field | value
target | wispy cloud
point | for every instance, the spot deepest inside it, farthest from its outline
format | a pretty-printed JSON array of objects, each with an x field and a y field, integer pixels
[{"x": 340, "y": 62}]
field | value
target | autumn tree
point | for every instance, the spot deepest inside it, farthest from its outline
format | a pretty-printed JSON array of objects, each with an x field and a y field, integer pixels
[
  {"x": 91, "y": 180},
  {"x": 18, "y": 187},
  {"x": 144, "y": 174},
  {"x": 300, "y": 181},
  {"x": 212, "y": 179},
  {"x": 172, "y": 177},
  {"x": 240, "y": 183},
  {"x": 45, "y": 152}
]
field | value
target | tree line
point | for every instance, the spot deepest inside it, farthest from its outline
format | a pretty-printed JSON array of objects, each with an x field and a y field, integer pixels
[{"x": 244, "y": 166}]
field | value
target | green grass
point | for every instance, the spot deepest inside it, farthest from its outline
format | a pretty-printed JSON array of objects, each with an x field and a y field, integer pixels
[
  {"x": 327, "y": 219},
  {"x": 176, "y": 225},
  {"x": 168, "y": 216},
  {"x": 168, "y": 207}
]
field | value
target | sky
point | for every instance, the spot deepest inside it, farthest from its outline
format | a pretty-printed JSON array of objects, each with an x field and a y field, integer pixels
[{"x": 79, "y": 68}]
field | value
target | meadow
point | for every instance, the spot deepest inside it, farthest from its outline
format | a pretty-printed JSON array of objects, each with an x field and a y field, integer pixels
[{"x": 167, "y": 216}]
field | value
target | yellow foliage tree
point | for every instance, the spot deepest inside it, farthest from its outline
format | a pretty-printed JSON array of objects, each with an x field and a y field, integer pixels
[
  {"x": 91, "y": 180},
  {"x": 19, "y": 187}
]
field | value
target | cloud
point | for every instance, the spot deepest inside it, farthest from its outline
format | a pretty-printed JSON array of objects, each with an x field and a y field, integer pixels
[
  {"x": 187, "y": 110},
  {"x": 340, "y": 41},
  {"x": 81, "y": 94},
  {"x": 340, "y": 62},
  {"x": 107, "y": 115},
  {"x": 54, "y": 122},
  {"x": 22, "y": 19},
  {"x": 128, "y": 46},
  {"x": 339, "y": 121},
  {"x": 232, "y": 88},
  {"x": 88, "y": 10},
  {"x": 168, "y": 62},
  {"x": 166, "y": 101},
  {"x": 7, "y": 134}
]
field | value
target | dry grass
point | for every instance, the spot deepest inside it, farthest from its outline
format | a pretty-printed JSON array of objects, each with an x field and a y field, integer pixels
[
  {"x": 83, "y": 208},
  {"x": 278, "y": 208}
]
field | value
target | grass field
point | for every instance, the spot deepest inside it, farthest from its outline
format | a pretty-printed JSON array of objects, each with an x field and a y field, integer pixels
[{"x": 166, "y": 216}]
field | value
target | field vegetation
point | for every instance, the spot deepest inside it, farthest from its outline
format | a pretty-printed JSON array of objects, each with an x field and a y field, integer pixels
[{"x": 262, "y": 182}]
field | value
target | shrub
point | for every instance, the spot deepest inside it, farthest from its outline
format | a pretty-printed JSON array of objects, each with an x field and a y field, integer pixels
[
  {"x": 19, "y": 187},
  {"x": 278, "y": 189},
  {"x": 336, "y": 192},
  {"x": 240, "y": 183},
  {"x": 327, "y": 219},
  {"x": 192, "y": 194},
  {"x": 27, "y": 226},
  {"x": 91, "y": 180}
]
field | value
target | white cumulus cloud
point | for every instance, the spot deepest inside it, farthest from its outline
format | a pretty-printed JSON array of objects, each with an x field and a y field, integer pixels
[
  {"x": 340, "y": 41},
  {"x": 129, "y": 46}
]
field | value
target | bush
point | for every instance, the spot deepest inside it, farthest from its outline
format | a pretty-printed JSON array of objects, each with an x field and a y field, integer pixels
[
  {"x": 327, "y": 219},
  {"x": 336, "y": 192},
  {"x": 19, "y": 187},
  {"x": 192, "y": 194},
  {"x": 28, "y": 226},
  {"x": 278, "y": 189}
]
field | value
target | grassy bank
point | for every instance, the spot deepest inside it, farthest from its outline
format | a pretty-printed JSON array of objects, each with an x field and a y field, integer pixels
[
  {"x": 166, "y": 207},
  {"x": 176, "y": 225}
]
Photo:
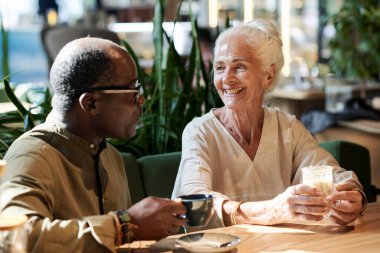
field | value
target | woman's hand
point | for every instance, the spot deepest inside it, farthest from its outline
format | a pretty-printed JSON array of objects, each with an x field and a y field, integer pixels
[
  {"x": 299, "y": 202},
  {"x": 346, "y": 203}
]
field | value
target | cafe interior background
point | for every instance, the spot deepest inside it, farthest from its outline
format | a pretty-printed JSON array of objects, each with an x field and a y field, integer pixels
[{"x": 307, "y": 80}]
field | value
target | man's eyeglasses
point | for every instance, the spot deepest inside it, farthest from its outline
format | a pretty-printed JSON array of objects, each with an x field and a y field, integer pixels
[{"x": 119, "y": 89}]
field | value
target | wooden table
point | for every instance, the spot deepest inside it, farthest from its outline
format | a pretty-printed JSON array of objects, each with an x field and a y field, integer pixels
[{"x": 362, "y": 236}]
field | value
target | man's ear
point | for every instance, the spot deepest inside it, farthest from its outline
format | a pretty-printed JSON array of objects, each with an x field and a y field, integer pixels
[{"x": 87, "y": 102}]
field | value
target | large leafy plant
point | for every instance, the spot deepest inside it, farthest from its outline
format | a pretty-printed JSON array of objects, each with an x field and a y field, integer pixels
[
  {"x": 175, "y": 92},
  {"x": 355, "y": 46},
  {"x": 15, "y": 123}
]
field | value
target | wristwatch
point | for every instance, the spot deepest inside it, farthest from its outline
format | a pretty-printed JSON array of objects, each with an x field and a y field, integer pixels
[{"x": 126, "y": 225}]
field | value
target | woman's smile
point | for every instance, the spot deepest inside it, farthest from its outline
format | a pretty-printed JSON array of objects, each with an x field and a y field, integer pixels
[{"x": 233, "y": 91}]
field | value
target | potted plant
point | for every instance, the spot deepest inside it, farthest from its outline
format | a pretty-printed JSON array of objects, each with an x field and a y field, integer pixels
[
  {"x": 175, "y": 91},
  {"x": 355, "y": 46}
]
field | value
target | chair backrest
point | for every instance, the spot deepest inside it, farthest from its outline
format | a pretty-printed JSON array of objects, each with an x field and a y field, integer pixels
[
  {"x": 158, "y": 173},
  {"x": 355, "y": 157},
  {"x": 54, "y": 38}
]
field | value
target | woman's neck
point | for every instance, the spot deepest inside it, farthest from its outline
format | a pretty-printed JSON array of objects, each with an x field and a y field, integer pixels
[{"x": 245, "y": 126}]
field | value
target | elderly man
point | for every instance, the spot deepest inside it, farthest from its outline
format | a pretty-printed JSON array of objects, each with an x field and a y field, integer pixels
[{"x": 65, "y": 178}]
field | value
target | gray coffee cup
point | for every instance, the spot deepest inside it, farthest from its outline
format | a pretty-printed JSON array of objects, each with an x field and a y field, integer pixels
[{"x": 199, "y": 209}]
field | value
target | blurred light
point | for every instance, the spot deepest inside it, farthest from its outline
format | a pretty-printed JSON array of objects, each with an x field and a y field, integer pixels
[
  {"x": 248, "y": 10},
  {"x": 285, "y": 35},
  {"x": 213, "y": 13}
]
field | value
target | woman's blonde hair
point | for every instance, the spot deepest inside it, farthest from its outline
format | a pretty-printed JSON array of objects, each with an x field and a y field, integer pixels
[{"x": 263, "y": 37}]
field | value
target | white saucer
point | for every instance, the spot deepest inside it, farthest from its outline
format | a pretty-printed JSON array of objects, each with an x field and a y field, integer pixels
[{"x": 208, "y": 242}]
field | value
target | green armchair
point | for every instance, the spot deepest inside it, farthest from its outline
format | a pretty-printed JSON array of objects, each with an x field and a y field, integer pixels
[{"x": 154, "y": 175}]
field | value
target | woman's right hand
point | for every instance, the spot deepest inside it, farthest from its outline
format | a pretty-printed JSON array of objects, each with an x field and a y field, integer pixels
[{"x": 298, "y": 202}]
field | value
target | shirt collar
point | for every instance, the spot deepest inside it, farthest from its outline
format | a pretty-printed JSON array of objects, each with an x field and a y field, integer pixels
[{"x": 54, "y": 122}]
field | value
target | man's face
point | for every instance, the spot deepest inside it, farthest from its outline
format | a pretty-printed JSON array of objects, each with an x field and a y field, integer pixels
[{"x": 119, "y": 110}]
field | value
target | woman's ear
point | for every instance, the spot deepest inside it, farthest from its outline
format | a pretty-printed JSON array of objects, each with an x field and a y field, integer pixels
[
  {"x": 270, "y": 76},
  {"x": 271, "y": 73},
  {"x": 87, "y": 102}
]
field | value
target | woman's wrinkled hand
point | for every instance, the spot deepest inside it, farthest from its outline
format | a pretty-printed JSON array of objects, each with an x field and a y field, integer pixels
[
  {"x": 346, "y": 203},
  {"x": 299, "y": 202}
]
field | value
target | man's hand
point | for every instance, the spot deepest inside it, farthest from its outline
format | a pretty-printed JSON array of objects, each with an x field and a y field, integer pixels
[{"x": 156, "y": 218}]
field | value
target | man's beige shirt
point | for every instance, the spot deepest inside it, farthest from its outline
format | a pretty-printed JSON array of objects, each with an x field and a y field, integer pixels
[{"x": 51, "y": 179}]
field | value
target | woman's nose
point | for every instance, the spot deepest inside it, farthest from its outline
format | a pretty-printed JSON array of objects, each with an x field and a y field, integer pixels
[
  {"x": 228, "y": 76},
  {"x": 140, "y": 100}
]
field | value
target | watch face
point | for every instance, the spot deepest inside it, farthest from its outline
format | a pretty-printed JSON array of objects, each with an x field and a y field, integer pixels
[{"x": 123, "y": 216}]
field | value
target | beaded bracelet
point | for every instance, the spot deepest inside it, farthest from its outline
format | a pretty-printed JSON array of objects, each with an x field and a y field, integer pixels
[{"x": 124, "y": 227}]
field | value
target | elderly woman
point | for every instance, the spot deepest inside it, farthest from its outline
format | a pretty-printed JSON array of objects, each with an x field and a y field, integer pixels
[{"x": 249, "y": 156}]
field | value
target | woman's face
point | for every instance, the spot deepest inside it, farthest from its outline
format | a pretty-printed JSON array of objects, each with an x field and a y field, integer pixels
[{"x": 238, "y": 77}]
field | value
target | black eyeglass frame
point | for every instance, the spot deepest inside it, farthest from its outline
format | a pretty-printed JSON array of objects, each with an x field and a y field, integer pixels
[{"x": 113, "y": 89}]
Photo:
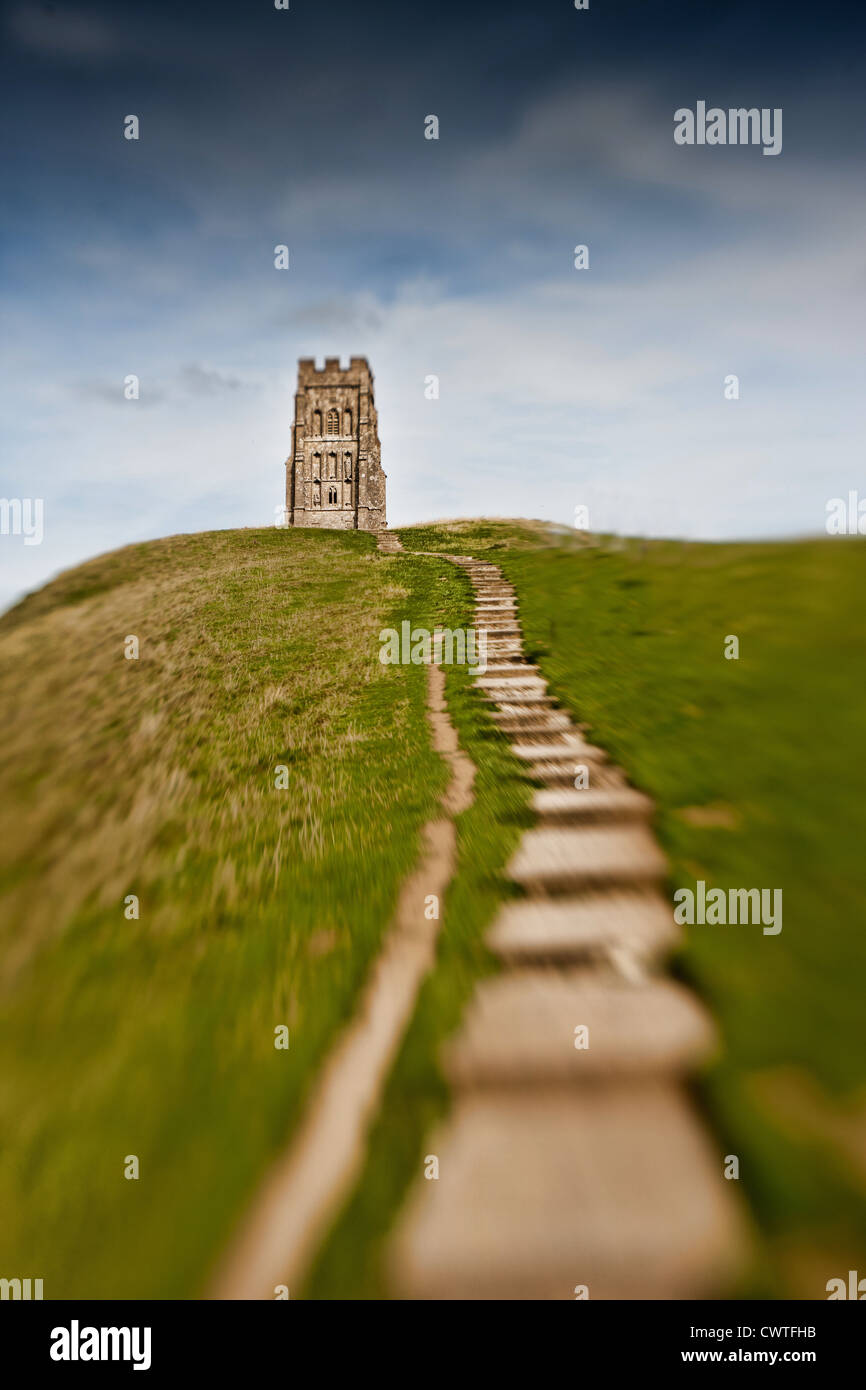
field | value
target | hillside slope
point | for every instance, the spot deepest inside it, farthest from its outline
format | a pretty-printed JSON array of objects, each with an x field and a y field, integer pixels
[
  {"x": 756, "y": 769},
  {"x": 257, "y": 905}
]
+ + +
Your objective: Check each line of the listing for "face". Show those that have it.

Solved problem:
target | man's face
target | watch face
target | woman's face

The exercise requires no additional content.